### EXERCISE DETAILS
An exact reprint of the data below is required, line for line.

<<<<

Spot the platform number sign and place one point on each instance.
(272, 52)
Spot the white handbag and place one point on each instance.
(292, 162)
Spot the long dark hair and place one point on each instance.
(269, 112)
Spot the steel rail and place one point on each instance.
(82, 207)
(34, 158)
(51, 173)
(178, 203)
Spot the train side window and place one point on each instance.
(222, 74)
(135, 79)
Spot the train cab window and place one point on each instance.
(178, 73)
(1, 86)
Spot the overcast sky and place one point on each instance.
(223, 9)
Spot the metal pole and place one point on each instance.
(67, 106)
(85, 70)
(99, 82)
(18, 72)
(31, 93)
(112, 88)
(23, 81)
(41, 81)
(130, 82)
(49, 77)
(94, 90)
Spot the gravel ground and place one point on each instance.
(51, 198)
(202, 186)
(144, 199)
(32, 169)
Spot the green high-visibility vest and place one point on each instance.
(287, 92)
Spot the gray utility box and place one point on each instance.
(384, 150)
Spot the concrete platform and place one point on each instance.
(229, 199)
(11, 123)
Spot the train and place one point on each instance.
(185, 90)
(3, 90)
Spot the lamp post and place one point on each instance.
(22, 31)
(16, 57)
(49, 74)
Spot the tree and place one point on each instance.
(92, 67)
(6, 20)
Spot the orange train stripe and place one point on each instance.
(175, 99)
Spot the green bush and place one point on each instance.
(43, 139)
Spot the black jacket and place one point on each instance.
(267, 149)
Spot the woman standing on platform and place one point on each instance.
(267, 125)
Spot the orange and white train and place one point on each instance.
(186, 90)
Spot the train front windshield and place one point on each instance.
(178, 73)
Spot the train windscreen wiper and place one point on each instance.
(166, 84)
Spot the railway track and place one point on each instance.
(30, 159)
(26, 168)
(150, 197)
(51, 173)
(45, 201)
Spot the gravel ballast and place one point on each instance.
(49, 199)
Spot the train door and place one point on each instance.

>>>>

### RESPONSE TO THE EXERCISE
Spot the platform number sign and place one point on each instance.
(272, 52)
Spot the white handbag and place one point on each instance.
(292, 162)
Spot the long dark hair and place one point on each instance.
(269, 112)
Spot the steel rail and place one point on each instance.
(82, 207)
(34, 158)
(51, 173)
(178, 203)
Spot the train side window and place one point on each instance.
(222, 74)
(135, 79)
Spot the train cab window and place one point on each instance.
(178, 73)
(1, 86)
Spot the overcast sky and place one point on each instance.
(223, 9)
Spot the metal pole and place one point on each instance.
(67, 106)
(85, 70)
(99, 82)
(18, 72)
(31, 93)
(112, 88)
(23, 81)
(41, 81)
(130, 82)
(49, 77)
(94, 90)
Spot the gravel ground and place one point on each instance.
(51, 198)
(202, 186)
(144, 199)
(32, 169)
Spot the green high-visibility vest and place one point on each instance.
(287, 92)
Spot the gray utility box and place one point on each instance.
(384, 150)
Spot the concrete platform and place one point on each instance.
(229, 199)
(11, 123)
Spot the train and place one point on each instance.
(185, 90)
(3, 90)
Spot the lamp post and place one point on each instance.
(22, 31)
(16, 57)
(49, 74)
Spot the tree and place one point on each instance.
(92, 67)
(6, 20)
Spot the orange train stripe and place one point on each instance.
(175, 99)
Spot the green bush and place one point on each instance.
(43, 139)
Spot the black jacket and place one point on each instance.
(267, 149)
Spot the woman standing on platform and place one point on each instance.
(267, 125)
Spot the orange and white train and place one point on each instance.
(186, 90)
Spot the train front windshield and place one point on each instance.
(178, 73)
Spot the train windscreen wiper and place one point on each instance.
(166, 84)
Spot the railway track and place one point on each instance.
(30, 159)
(26, 168)
(150, 197)
(51, 173)
(45, 201)
Spot the gravel ballast and place one point on each instance.
(49, 199)
Spot the train door and place one point on each instance.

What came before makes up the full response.